# [TASK GOAL]
Output each record exactly as given. Leave out every picture.

# [Stored items]
···

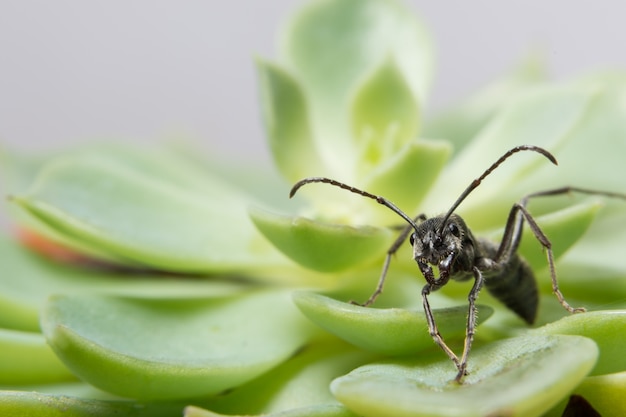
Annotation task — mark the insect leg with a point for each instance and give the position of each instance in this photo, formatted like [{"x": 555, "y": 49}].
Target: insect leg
[
  {"x": 545, "y": 242},
  {"x": 392, "y": 250},
  {"x": 432, "y": 326},
  {"x": 471, "y": 322}
]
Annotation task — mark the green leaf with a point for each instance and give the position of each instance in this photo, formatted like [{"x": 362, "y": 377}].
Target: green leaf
[
  {"x": 392, "y": 331},
  {"x": 301, "y": 383},
  {"x": 523, "y": 376},
  {"x": 28, "y": 281},
  {"x": 166, "y": 349},
  {"x": 113, "y": 207},
  {"x": 26, "y": 358},
  {"x": 312, "y": 411},
  {"x": 407, "y": 177},
  {"x": 605, "y": 393},
  {"x": 20, "y": 403},
  {"x": 319, "y": 246},
  {"x": 286, "y": 118},
  {"x": 545, "y": 117},
  {"x": 606, "y": 328},
  {"x": 385, "y": 115},
  {"x": 564, "y": 228},
  {"x": 331, "y": 46}
]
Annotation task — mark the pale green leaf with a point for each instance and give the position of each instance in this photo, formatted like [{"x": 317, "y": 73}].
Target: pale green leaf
[
  {"x": 312, "y": 411},
  {"x": 26, "y": 358},
  {"x": 28, "y": 280},
  {"x": 523, "y": 376},
  {"x": 392, "y": 331},
  {"x": 331, "y": 46},
  {"x": 27, "y": 404},
  {"x": 166, "y": 349},
  {"x": 285, "y": 112},
  {"x": 301, "y": 383},
  {"x": 147, "y": 221},
  {"x": 408, "y": 176},
  {"x": 606, "y": 328},
  {"x": 385, "y": 115},
  {"x": 320, "y": 246}
]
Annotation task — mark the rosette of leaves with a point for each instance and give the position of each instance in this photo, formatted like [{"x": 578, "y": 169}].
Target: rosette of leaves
[{"x": 179, "y": 284}]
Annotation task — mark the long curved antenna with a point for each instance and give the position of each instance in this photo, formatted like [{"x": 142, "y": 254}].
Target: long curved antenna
[
  {"x": 378, "y": 199},
  {"x": 489, "y": 170}
]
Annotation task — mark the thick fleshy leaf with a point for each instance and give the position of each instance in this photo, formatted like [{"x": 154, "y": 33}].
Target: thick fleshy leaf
[
  {"x": 564, "y": 228},
  {"x": 407, "y": 177},
  {"x": 545, "y": 117},
  {"x": 26, "y": 358},
  {"x": 312, "y": 411},
  {"x": 391, "y": 331},
  {"x": 165, "y": 349},
  {"x": 523, "y": 376},
  {"x": 285, "y": 112},
  {"x": 332, "y": 46},
  {"x": 22, "y": 403},
  {"x": 606, "y": 328},
  {"x": 385, "y": 115},
  {"x": 301, "y": 383},
  {"x": 144, "y": 220},
  {"x": 605, "y": 393},
  {"x": 320, "y": 246},
  {"x": 28, "y": 280}
]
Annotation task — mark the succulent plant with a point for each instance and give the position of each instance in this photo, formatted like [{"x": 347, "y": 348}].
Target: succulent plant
[{"x": 157, "y": 281}]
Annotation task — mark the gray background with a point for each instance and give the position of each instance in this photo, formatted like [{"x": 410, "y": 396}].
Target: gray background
[{"x": 73, "y": 71}]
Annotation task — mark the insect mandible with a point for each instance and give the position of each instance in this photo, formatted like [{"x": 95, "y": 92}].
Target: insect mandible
[{"x": 445, "y": 241}]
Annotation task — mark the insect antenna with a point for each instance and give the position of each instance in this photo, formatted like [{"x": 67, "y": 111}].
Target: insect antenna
[
  {"x": 378, "y": 199},
  {"x": 489, "y": 170}
]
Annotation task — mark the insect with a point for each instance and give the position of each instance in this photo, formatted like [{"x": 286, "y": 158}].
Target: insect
[{"x": 446, "y": 242}]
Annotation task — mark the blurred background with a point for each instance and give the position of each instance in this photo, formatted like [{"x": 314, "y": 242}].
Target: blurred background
[{"x": 74, "y": 71}]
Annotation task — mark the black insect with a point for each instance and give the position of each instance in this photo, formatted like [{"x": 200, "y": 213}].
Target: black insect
[{"x": 446, "y": 242}]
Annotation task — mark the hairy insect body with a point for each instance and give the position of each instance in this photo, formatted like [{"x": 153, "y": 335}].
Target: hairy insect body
[
  {"x": 445, "y": 242},
  {"x": 513, "y": 284}
]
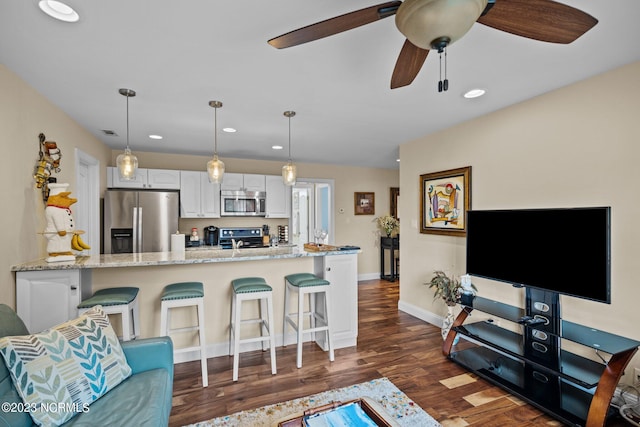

···

# [OUTPUT OF THE EXERCISE]
Annotation task — mark the insect leg with a point for each instance and give the position of each instance in this photo, formatted like [{"x": 555, "y": 49}].
Target: insect leg
[
  {"x": 545, "y": 242},
  {"x": 392, "y": 250},
  {"x": 432, "y": 326},
  {"x": 471, "y": 322}
]
Annotation task — mark the green leaf with a point for each instance and give the position of each instance in this photo, formatted like [{"x": 362, "y": 377}].
Target: green leaf
[
  {"x": 392, "y": 331},
  {"x": 301, "y": 383},
  {"x": 523, "y": 376},
  {"x": 28, "y": 281},
  {"x": 166, "y": 349},
  {"x": 113, "y": 207},
  {"x": 26, "y": 358},
  {"x": 312, "y": 411},
  {"x": 407, "y": 177},
  {"x": 605, "y": 393},
  {"x": 20, "y": 403},
  {"x": 319, "y": 246},
  {"x": 286, "y": 118},
  {"x": 545, "y": 117},
  {"x": 606, "y": 328},
  {"x": 385, "y": 115},
  {"x": 564, "y": 228},
  {"x": 331, "y": 46}
]
Annotation task — mark the pale green leaf with a point for each instance and give the position of each instance in this photo, formatted like [{"x": 317, "y": 73}].
Target: pale green leaf
[
  {"x": 312, "y": 411},
  {"x": 26, "y": 358},
  {"x": 28, "y": 280},
  {"x": 523, "y": 376},
  {"x": 392, "y": 331},
  {"x": 331, "y": 46},
  {"x": 27, "y": 404},
  {"x": 166, "y": 349},
  {"x": 285, "y": 112},
  {"x": 301, "y": 383},
  {"x": 147, "y": 221},
  {"x": 408, "y": 176},
  {"x": 606, "y": 328},
  {"x": 385, "y": 115},
  {"x": 320, "y": 246}
]
Annotation task — mark the rosette of leaves with a point for each instance and give the position of each instance in this photo, formatted like [{"x": 578, "y": 169}].
Target: rosette of leaves
[{"x": 179, "y": 284}]
Annotation task — mark the long curved antenna with a point for each instance and give the position of each instance in this photo, formatted like [{"x": 142, "y": 254}].
Target: long curved antenna
[
  {"x": 378, "y": 199},
  {"x": 489, "y": 170}
]
Annotation task — mark the thick fleshy leaf with a point for each instance and give the position of each instance in this photo, formatted like [{"x": 154, "y": 33}].
Target: thick fleshy leaf
[
  {"x": 564, "y": 228},
  {"x": 407, "y": 177},
  {"x": 545, "y": 117},
  {"x": 26, "y": 358},
  {"x": 312, "y": 411},
  {"x": 391, "y": 331},
  {"x": 165, "y": 349},
  {"x": 523, "y": 376},
  {"x": 285, "y": 112},
  {"x": 332, "y": 46},
  {"x": 22, "y": 403},
  {"x": 606, "y": 328},
  {"x": 385, "y": 115},
  {"x": 301, "y": 383},
  {"x": 144, "y": 220},
  {"x": 605, "y": 393},
  {"x": 320, "y": 246},
  {"x": 28, "y": 280}
]
Annotation task — mark the succulent plant with a point for each instance and give the position of each instance in this photo, formatted like [{"x": 347, "y": 348}].
Target: succulent plant
[{"x": 157, "y": 281}]
Annotation task — mark the gray background with a point for each instance and give the position of each instance in this photo, formatted like [{"x": 410, "y": 396}].
Target: gray background
[{"x": 73, "y": 71}]
Annotation task — mark the insect mandible with a point for each instance and give the position of each instance in this photo, formatted like [{"x": 95, "y": 92}].
Target: insect mandible
[{"x": 445, "y": 241}]
Annotation task — mark the insect antenna with a point for each instance and give the position of each instance in this photo, formatted like [{"x": 67, "y": 111}].
Target: insect antenna
[
  {"x": 378, "y": 199},
  {"x": 489, "y": 170}
]
Annotation task — mark the insect with a point for each instance and give the position of each instance in this photo, formatted like [{"x": 286, "y": 158}].
Target: insect
[{"x": 446, "y": 242}]
Annotation task — mark the blurred background with a point for each instance and give the position of each instance in this photo, formatted like [{"x": 314, "y": 242}].
Target: blurred background
[{"x": 74, "y": 71}]
Annotation task — mark the black insect with a point for each instance and give the position of each instance in this photo, formatted like [{"x": 200, "y": 213}].
Target: black insect
[{"x": 446, "y": 242}]
Annotation task — mark the hairy insect body with a point for each instance and give the position of each instance in this photo, formatted like [{"x": 153, "y": 335}].
Target: hairy insect body
[
  {"x": 445, "y": 242},
  {"x": 513, "y": 284}
]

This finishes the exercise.